[Supplied passage]
"Everywhere is walking distance if you have the time" (Steven Wright)
Some people like to go for short strolls with family or friends with a pub lunch a highlight. Others walk with a walking group or go on long distance hiking challenges. Going for a walk can be a social or solitary occasion. Apart from the obvious benefits of regular walking to our mental and physical health, learning about our surroundings, the history, geography, flora and fauna make each walk a valuable learning experience. Most importantly though, each walk should be about enjoyment of life, a celebration of our beautiful countryside, lovely villages and historic towns. But even a shabby place or sprawling suburb can reveal an unexpected gem if you walk with your eyes open.
I have created this website so I can share my walks and photos and especially to keep my memories alive. It would be wonderful if I could inspire the reader to try some of these walks. Your experiences and adventures will be unique. Don't worry about the long distance walking bit - anyone can walk long distances - simply split the walks into sections tailored to your fitness and time available. And one more thing: you don't need a car to do these walks. I've added the transport options I used for each walk (from Reading).
The walk descriptions do not give precise directions and distances. They are not meant to be an accurate guide but will hopefully whet your appetite to explore and enjoy what's outside our doorsteps. I cannot guarantee that you will enjoy every step and that everything will go to plan. But from each walk you will take home your own memories. If the surroundings are not enough to keep you enthralled then a walk can be perfect for reflecting - whether that is on how to get through a difficult situation in your own life or on how to solve the world's most pressing problems. I find that even after a blustery and cold winter's day, having had to negotiate ankle-deep mud, I will arrive home invigorated, and how wonderful that cup of tea and left-over slice of Christmas cake tastes!
If you want to create your own walking adventures it helps to have access to the internet so you can research your travel options. Be aware that public transport can be severely restricted on Sundays. Basic map reading skills are also quite essential if you want to venture away from the more popular trails. I personally wouldn't venture too far into remote areas without the excellent Explorer maps published by the Ordnance Survey. I also like to take along a trail guide book, if available. GPS devices are becoming very popular but if I were to use one I would still take along a map in case there's no satellite signal or the battery's gone flat.

[Point location data]
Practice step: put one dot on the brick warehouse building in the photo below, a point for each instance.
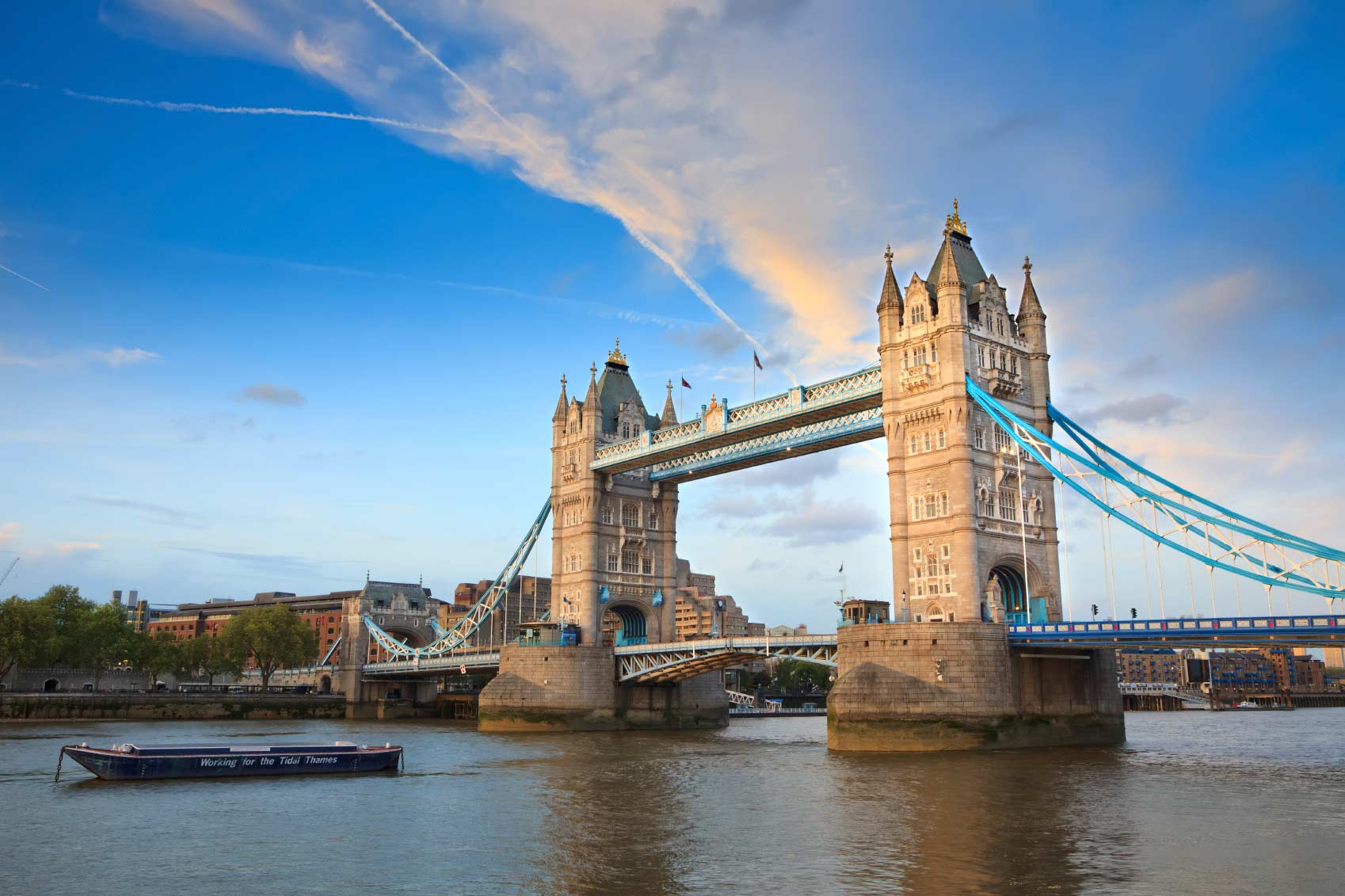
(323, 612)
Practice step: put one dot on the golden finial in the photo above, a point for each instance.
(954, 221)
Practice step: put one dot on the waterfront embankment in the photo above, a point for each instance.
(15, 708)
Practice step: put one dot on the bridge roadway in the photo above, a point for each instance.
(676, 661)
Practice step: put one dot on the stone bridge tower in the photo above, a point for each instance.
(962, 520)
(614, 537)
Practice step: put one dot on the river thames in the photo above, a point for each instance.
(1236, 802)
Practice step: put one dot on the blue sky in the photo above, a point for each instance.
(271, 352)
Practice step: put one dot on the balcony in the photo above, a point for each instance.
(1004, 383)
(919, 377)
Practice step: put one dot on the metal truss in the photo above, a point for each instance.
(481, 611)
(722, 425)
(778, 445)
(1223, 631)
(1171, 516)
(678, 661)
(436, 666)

==

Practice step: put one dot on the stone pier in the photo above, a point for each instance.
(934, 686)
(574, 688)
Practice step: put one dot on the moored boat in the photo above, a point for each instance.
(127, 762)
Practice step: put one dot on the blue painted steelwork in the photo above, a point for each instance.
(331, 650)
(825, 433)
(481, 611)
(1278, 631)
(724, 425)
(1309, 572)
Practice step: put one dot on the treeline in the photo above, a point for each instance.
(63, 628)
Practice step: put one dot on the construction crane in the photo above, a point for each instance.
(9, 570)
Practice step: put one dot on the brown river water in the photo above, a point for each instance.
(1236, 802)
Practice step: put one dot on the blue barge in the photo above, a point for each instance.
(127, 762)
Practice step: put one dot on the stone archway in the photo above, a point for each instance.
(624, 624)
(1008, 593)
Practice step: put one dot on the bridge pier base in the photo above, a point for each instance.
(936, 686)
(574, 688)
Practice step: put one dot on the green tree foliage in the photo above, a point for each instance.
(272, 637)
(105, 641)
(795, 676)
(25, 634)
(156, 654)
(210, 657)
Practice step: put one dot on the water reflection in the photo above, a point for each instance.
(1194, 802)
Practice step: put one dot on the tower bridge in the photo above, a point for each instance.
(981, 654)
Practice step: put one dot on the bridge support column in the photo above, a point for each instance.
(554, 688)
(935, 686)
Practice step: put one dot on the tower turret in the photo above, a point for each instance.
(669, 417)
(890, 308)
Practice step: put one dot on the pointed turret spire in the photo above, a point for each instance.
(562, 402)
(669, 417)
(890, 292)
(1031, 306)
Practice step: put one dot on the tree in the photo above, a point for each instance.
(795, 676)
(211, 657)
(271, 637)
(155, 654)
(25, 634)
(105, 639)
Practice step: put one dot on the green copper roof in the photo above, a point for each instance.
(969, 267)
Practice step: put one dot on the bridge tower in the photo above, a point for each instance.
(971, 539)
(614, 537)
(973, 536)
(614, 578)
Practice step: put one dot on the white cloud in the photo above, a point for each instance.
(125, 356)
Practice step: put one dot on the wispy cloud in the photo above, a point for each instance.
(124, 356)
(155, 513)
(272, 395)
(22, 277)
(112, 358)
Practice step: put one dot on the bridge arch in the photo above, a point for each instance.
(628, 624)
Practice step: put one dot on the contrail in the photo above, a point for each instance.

[Required actions]
**A.** Answer these questions from the introduction on walking:
(i) From where did the writer use the transport options listed for each walk?
(ii) Which maps would the writer not go far into remote areas without?
(iii) On which day can public transport be severely restricted?
**B.** Does each statement agree with the introduction on walking? Answer yes or no and quote the words that decide it.
(i) The walk descriptions give precise directions and distances.
(ii) A car is needed to do these walks.
(iii) If the writer used a GPS device, a map would still come along.
These records have no connection to the text.

[Answers by task]
**A.**
(i) Reading
(ii) The Explorer maps published by the Ordnance Survey
(iii) Sundays

**B.**
(i) No: "The walk descriptions do not give precise directions and distances."
(ii) No: "you don't need a car to do these walks."
(iii) Yes: "if I were to use one I would still take along a map in case there's no satellite signal or the battery's gone flat."